__WRITTEN TASK__
Copy every one of the records that follow line for line, changing nothing.

Data items
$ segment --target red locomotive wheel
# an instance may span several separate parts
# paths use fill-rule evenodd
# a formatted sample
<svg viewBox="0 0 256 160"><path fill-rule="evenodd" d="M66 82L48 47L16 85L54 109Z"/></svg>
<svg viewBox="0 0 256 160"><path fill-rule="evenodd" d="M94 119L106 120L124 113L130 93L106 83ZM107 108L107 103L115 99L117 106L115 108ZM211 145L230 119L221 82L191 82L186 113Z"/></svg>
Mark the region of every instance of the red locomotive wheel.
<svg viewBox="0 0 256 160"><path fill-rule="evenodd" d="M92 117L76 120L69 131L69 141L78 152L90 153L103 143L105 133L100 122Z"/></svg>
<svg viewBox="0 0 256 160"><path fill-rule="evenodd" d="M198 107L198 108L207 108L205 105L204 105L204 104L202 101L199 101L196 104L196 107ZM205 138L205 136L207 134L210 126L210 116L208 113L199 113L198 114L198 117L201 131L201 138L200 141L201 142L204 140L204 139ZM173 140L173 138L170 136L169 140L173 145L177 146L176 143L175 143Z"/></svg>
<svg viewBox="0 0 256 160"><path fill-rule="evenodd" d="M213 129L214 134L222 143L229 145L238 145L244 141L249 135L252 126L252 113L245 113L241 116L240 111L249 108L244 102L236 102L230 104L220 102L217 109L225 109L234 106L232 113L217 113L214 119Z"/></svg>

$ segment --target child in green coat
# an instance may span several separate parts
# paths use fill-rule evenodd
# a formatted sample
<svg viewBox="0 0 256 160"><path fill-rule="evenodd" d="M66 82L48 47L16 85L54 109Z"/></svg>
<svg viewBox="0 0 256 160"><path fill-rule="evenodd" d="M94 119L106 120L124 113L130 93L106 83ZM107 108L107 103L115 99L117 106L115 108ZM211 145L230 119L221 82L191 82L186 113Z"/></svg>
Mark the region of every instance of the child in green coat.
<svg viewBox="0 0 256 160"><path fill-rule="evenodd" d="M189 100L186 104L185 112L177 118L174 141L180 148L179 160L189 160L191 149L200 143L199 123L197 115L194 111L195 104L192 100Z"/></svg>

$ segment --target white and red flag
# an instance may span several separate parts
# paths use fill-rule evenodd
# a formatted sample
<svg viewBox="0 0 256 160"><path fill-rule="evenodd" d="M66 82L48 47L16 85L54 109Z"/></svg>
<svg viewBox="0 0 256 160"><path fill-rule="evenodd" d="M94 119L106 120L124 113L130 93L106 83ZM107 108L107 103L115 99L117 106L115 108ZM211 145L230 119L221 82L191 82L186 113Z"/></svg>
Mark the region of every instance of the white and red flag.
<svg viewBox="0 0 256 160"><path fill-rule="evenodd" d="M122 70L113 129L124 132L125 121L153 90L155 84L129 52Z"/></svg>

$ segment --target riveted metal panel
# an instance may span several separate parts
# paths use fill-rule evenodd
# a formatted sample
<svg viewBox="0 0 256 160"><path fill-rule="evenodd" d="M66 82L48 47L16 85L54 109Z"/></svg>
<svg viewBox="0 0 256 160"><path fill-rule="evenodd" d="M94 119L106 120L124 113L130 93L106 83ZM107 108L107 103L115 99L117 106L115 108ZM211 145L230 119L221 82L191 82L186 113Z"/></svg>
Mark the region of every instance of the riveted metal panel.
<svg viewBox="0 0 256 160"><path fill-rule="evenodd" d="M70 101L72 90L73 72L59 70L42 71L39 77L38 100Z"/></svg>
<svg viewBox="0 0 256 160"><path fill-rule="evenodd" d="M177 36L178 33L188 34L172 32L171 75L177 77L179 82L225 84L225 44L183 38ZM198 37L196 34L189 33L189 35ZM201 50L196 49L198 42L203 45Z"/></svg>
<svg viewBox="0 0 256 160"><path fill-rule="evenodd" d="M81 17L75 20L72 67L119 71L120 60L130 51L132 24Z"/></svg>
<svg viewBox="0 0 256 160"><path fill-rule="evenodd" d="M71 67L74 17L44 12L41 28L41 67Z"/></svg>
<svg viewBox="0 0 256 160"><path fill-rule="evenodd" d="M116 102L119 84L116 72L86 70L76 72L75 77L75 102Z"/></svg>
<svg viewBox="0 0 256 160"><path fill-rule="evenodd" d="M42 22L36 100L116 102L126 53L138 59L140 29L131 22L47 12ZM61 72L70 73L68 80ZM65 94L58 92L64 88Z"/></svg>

__COMPLETE OUTPUT__
$ segment --target red locomotive wheel
# an instance may span several separate parts
# paths use fill-rule evenodd
# a formatted sample
<svg viewBox="0 0 256 160"><path fill-rule="evenodd" d="M66 82L48 47L16 85L54 109Z"/></svg>
<svg viewBox="0 0 256 160"><path fill-rule="evenodd" d="M94 119L106 120L124 113L130 93L106 83ZM107 108L107 103L115 99L117 106L115 108ZM211 145L230 119L221 82L191 82L186 113Z"/></svg>
Mark the region of every instance of the red locomotive wheel.
<svg viewBox="0 0 256 160"><path fill-rule="evenodd" d="M92 117L76 120L69 131L69 141L78 152L90 153L103 143L105 133L100 122Z"/></svg>
<svg viewBox="0 0 256 160"><path fill-rule="evenodd" d="M198 107L198 108L207 108L205 105L204 105L204 104L202 101L199 101L196 104L196 107ZM205 138L205 136L207 134L210 126L210 116L208 113L199 113L198 114L198 117L201 131L201 138L200 141L201 142L204 140L204 139ZM173 140L173 138L170 136L169 140L173 145L177 146L176 143L175 143Z"/></svg>
<svg viewBox="0 0 256 160"><path fill-rule="evenodd" d="M213 129L214 134L222 143L229 145L238 145L244 141L249 135L252 126L252 113L245 113L241 116L240 111L249 108L244 102L236 102L230 104L220 102L217 109L225 109L234 106L232 113L217 113L214 119Z"/></svg>

$ segment --target child in green coat
# an instance may span several separate parts
# paths use fill-rule evenodd
# a formatted sample
<svg viewBox="0 0 256 160"><path fill-rule="evenodd" d="M66 82L48 47L16 85L54 109Z"/></svg>
<svg viewBox="0 0 256 160"><path fill-rule="evenodd" d="M94 119L106 120L124 113L130 93L106 83ZM107 108L107 103L115 99L117 106L115 108ZM211 145L230 119L221 82L191 82L186 113Z"/></svg>
Mark the region of every instance of the child in green coat.
<svg viewBox="0 0 256 160"><path fill-rule="evenodd" d="M189 100L186 104L185 112L177 118L174 141L180 148L179 160L189 160L191 149L200 143L199 123L197 115L194 111L195 104L192 100Z"/></svg>

$ segment --target white and red flag
# an instance may span several separate parts
# paths use fill-rule evenodd
# a formatted sample
<svg viewBox="0 0 256 160"><path fill-rule="evenodd" d="M66 82L48 47L16 85L54 109Z"/></svg>
<svg viewBox="0 0 256 160"><path fill-rule="evenodd" d="M94 119L106 120L124 113L130 93L106 83ZM107 108L107 103L115 99L117 106L115 108ZM211 145L230 119L221 82L191 82L186 113Z"/></svg>
Mark the region of every instance of the white and red flag.
<svg viewBox="0 0 256 160"><path fill-rule="evenodd" d="M122 70L113 129L124 132L125 121L153 90L155 84L129 52Z"/></svg>

$ segment --target riveted metal panel
# an instance may span several separate parts
# paths use fill-rule evenodd
# a formatted sample
<svg viewBox="0 0 256 160"><path fill-rule="evenodd" d="M66 82L48 47L16 85L54 109Z"/></svg>
<svg viewBox="0 0 256 160"><path fill-rule="evenodd" d="M94 119L106 120L124 113L130 93L106 83ZM107 108L107 103L115 99L117 106L115 108ZM211 145L230 119L221 82L191 82L186 113Z"/></svg>
Mark the region of every instance of the riveted metal panel.
<svg viewBox="0 0 256 160"><path fill-rule="evenodd" d="M70 101L72 90L73 72L59 70L42 71L39 77L38 100Z"/></svg>
<svg viewBox="0 0 256 160"><path fill-rule="evenodd" d="M177 36L178 33L188 34L172 32L171 75L177 77L179 82L225 84L225 44L183 38ZM198 37L196 34L189 33L189 35ZM201 50L196 49L198 42L203 45Z"/></svg>
<svg viewBox="0 0 256 160"><path fill-rule="evenodd" d="M81 17L75 20L72 67L119 71L120 60L130 51L132 24Z"/></svg>
<svg viewBox="0 0 256 160"><path fill-rule="evenodd" d="M71 67L74 17L44 12L41 28L41 67Z"/></svg>
<svg viewBox="0 0 256 160"><path fill-rule="evenodd" d="M116 102L119 84L116 72L86 70L76 72L75 77L75 102Z"/></svg>
<svg viewBox="0 0 256 160"><path fill-rule="evenodd" d="M42 22L36 100L116 102L126 53L138 59L140 29L131 22L47 12ZM61 72L70 73L68 80ZM65 94L58 92L64 88Z"/></svg>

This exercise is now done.